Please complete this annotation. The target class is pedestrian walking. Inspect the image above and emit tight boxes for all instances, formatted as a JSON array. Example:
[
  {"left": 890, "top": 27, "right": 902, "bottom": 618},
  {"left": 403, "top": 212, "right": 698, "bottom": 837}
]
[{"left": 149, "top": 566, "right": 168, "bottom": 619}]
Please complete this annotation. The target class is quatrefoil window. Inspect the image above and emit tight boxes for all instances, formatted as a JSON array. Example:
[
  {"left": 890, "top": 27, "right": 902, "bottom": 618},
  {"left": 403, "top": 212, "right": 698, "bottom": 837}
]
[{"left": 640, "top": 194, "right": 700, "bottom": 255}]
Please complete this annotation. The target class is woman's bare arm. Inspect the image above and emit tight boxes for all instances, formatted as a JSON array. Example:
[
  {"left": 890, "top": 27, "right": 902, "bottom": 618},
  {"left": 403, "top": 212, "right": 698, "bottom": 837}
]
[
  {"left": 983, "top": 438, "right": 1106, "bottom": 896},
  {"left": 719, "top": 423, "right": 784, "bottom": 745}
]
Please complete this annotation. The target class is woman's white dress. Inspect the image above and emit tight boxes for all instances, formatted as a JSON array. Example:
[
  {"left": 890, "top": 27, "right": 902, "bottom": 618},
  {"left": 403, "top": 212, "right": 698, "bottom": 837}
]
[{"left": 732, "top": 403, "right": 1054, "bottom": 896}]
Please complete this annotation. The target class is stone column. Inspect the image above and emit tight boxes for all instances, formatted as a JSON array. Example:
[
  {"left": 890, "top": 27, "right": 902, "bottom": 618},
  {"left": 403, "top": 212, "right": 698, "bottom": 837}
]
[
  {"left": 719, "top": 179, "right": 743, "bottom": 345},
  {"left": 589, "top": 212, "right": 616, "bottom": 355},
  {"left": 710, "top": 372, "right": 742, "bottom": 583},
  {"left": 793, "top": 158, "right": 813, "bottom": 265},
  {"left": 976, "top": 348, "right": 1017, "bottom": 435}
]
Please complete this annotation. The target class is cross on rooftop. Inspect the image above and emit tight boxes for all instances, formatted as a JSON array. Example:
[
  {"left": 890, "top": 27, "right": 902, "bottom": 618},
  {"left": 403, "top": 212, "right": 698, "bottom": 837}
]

• • • • •

● WHAT TO DO
How many lines in the data above contain the word "woman"? Case matters. Reply with the number alone.

● WORKED ANSWER
2